[Saved data entries]

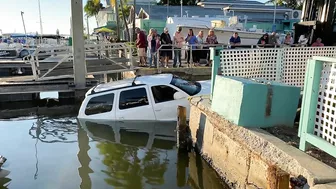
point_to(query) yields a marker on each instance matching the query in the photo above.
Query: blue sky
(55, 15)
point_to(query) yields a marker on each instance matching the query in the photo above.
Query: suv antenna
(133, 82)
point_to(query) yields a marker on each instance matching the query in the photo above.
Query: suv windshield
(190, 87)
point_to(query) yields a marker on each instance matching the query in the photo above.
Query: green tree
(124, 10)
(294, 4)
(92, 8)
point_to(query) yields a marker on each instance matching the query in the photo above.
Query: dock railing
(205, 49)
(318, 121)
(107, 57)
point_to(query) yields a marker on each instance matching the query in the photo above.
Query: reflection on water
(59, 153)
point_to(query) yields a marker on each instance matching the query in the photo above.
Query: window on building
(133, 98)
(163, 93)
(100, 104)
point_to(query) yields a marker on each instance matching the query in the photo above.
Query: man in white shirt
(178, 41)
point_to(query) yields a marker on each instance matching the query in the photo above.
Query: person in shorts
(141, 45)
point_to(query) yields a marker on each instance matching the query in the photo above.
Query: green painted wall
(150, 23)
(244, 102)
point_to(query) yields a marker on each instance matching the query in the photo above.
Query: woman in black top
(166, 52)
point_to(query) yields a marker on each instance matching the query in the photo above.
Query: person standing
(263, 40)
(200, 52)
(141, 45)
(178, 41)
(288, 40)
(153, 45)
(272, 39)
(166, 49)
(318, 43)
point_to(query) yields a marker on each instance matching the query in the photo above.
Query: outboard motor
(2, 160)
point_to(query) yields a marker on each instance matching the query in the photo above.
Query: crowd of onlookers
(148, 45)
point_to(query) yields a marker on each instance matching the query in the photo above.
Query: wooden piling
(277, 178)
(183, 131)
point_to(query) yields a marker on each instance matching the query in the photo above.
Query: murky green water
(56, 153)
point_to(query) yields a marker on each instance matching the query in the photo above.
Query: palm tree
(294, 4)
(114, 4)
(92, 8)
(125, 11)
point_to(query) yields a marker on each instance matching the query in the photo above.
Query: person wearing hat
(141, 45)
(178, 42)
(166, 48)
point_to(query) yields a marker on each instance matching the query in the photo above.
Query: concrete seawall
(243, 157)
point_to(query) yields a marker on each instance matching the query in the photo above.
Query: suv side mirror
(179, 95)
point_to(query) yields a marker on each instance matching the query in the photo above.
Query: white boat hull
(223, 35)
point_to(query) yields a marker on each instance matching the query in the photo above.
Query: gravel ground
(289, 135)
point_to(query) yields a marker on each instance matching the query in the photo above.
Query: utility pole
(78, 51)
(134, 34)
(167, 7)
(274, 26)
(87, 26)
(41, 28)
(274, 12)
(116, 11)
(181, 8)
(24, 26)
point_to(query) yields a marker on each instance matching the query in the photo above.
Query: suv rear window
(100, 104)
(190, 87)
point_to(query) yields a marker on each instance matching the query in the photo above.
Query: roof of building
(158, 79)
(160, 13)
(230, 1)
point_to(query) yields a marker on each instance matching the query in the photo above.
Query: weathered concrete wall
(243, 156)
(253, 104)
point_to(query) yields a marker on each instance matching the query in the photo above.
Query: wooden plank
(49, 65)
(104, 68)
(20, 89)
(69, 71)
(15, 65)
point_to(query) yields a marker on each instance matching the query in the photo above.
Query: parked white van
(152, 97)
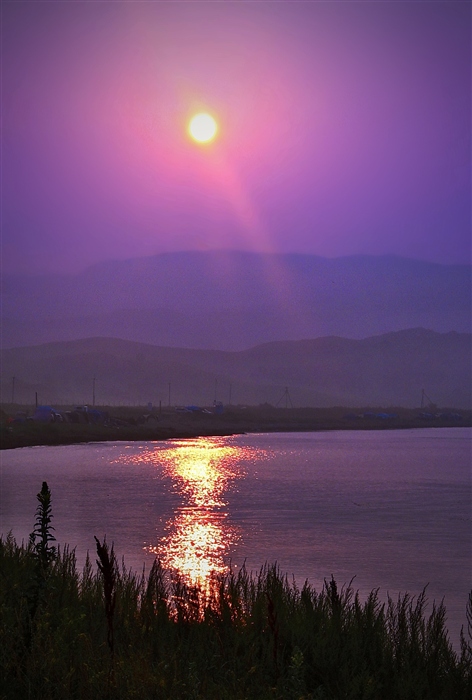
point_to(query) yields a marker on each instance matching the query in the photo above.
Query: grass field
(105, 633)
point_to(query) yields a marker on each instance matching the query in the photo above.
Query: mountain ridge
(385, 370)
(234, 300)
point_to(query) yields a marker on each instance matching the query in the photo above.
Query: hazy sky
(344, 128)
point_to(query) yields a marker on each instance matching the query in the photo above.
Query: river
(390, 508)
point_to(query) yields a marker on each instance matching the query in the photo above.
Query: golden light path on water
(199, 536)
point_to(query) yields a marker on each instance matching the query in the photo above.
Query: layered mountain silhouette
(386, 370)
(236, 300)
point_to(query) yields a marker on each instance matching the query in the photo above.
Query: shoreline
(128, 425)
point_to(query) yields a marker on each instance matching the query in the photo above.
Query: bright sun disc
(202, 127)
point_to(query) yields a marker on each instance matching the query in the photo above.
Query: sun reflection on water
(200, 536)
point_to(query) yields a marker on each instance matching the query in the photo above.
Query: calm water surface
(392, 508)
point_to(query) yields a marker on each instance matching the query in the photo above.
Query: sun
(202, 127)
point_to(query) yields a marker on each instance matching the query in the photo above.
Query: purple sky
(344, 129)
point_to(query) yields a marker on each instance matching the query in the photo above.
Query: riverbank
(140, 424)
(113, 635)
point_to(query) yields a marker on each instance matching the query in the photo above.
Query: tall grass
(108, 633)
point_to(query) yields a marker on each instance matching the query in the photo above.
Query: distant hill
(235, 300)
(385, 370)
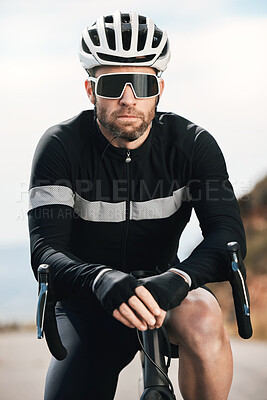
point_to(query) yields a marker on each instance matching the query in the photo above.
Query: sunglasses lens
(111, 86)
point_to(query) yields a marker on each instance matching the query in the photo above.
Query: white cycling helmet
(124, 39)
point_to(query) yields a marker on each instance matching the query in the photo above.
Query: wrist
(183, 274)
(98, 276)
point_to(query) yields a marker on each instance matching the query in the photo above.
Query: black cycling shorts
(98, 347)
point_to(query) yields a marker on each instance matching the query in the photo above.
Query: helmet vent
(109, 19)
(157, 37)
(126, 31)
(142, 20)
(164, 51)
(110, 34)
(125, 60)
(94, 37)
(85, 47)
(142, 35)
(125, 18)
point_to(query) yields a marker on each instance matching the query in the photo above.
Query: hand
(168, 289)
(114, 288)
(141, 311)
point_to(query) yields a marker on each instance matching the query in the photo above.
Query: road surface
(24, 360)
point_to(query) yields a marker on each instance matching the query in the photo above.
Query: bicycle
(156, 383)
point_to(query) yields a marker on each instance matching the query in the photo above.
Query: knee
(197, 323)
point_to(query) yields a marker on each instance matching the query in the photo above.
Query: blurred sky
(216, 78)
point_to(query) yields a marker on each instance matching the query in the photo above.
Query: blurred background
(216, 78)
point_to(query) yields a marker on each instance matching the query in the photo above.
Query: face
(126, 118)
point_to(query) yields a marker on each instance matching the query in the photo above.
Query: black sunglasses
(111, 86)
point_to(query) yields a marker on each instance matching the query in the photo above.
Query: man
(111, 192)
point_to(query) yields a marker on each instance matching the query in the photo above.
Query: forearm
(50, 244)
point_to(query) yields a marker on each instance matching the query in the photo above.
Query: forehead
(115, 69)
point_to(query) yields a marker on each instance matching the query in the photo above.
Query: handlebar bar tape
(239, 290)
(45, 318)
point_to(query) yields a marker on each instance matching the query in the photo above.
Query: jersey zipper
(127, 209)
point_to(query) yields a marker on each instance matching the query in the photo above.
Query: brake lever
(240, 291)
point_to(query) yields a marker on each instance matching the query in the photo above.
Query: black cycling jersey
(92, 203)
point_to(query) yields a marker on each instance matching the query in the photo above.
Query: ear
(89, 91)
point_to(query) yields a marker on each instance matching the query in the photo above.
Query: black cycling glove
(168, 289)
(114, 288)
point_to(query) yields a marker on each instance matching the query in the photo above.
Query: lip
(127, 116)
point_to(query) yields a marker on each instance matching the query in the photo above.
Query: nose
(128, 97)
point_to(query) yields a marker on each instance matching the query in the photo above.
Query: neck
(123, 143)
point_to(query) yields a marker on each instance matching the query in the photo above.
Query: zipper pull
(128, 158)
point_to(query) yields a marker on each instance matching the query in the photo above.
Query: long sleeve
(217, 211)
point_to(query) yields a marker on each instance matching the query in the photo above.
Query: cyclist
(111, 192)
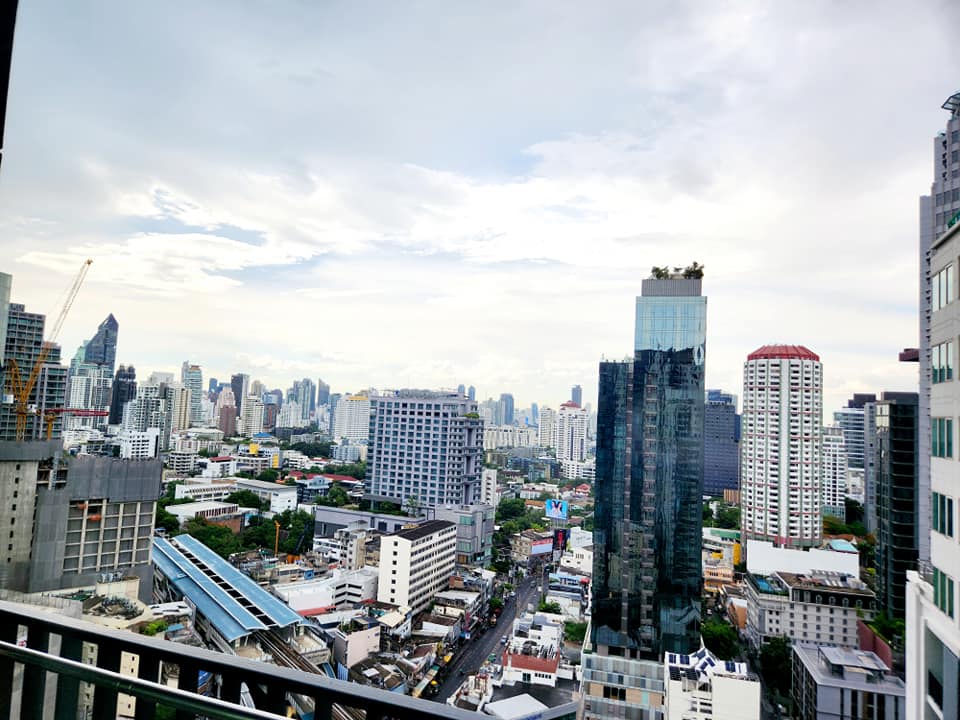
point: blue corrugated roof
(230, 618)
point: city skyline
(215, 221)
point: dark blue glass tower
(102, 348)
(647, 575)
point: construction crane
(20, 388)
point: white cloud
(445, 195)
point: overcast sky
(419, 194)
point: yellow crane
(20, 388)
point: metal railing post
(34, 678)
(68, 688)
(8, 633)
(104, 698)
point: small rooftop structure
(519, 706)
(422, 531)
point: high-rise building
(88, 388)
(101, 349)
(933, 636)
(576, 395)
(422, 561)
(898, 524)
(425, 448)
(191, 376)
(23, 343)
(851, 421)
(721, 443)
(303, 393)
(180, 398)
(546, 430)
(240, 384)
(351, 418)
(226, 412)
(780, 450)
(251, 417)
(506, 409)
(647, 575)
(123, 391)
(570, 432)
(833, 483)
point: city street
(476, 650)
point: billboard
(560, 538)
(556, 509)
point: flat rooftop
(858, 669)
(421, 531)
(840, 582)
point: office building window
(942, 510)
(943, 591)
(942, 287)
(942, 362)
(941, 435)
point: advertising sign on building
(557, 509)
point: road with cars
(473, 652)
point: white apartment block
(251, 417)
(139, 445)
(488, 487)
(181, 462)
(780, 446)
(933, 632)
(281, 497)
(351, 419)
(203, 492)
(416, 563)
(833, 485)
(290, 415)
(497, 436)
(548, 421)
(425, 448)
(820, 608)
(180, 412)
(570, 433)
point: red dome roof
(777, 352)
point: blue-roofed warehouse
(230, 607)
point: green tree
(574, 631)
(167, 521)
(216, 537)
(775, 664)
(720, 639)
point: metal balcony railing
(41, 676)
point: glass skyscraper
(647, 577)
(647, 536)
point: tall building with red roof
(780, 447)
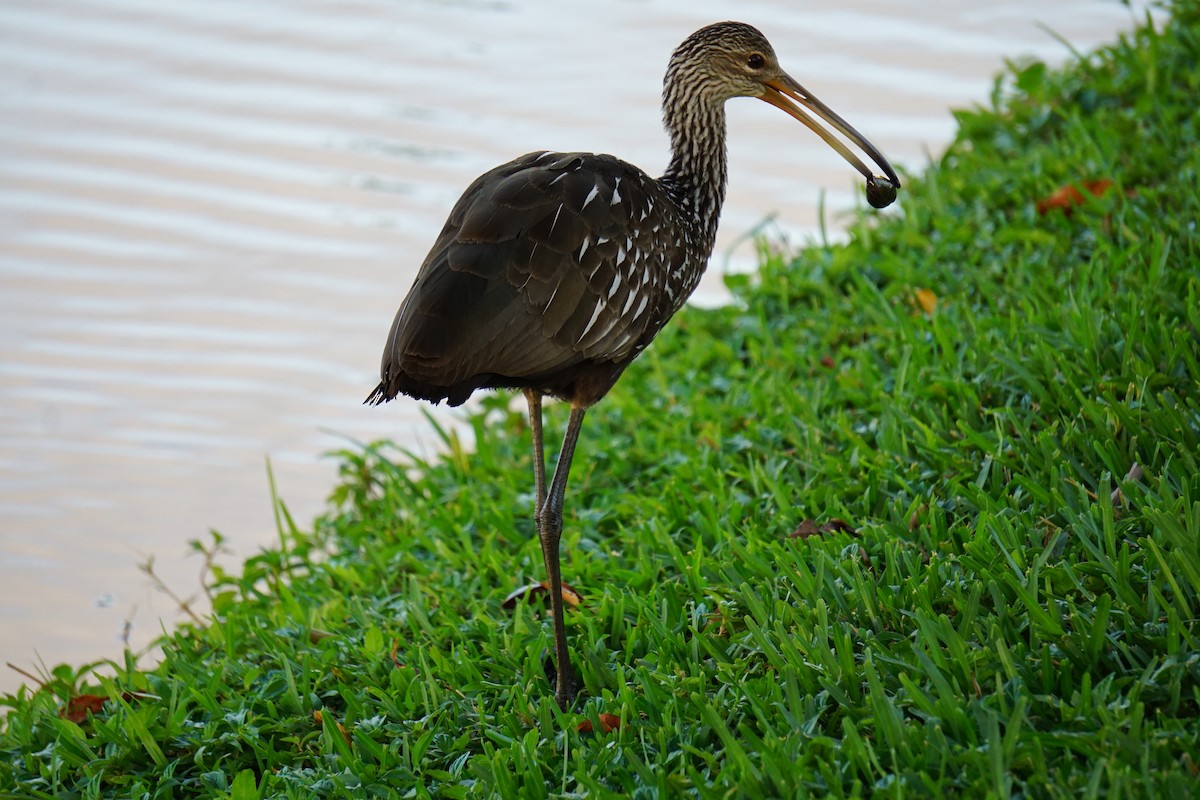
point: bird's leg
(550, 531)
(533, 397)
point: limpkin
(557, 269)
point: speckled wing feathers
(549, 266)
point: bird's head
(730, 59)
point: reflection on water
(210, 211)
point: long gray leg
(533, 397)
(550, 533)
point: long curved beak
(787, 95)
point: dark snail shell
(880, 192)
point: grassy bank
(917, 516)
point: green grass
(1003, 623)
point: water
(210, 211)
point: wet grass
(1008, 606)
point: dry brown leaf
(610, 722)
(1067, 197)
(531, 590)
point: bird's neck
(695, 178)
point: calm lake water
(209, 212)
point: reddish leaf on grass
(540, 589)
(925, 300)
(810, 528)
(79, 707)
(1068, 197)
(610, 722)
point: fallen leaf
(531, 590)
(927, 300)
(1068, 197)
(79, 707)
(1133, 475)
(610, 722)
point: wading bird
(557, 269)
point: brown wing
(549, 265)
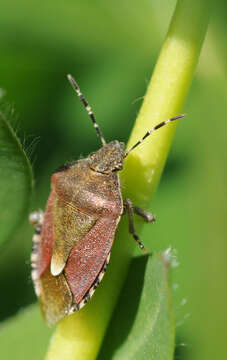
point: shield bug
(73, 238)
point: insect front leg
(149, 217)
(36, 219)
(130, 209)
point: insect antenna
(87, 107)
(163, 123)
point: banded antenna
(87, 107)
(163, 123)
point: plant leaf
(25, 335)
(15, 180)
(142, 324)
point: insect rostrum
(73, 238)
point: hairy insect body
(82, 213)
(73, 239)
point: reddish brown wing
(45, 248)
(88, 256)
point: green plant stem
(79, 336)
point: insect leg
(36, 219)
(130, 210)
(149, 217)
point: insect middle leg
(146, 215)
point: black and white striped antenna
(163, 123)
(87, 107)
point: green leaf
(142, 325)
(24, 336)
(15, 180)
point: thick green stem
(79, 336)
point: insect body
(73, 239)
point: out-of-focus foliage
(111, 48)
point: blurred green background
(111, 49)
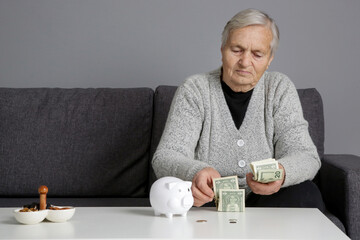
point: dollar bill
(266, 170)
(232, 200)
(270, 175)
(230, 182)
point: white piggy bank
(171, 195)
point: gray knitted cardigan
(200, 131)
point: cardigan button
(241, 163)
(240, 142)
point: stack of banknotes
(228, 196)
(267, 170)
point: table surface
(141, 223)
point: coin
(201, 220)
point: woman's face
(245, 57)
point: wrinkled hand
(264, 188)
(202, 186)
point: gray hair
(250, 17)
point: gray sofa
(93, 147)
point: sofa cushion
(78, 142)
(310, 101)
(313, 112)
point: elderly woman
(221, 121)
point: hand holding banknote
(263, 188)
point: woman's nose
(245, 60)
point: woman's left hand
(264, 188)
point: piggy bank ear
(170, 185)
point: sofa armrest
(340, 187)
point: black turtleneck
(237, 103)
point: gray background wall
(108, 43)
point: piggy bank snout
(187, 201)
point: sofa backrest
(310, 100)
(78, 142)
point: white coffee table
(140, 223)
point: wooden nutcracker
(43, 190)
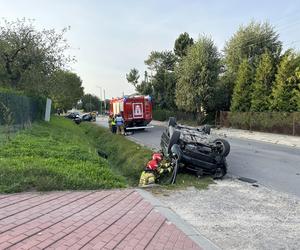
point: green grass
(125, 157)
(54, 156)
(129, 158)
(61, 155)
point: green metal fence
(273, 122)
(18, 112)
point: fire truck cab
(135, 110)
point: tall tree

▶ What needs to be done: Please rewrite the data above, beginning at the line that contains "point: gray hair" and continuing through the end, with every coordinate in the answers multiplied by 1.75 and rounded to a whole number (halves round up), keeping all other lines unchanged. Leave the pictures out.

▶ Full answer:
point: gray hair
(438, 30)
point: gray sofa
(163, 257)
point: sofa cushion
(137, 249)
(543, 177)
(548, 196)
point: elderly woman
(387, 212)
point: hand holding banknote
(460, 329)
point: woman's nose
(429, 105)
point: woman's left hand
(462, 329)
point: piggy bank ear
(298, 324)
point: sofa armrest
(595, 327)
point: black turtleneck
(415, 180)
point: gray background wall
(189, 75)
point: piggy bank snout
(327, 352)
point: sofa backrest
(543, 175)
(137, 249)
point: white coffee table
(245, 390)
point: wooden nutcracker
(75, 333)
point: green grass
(219, 275)
(95, 273)
(226, 277)
(107, 271)
point: green metal fence
(478, 214)
(32, 196)
point: fire truck cab
(236, 193)
point: tall tree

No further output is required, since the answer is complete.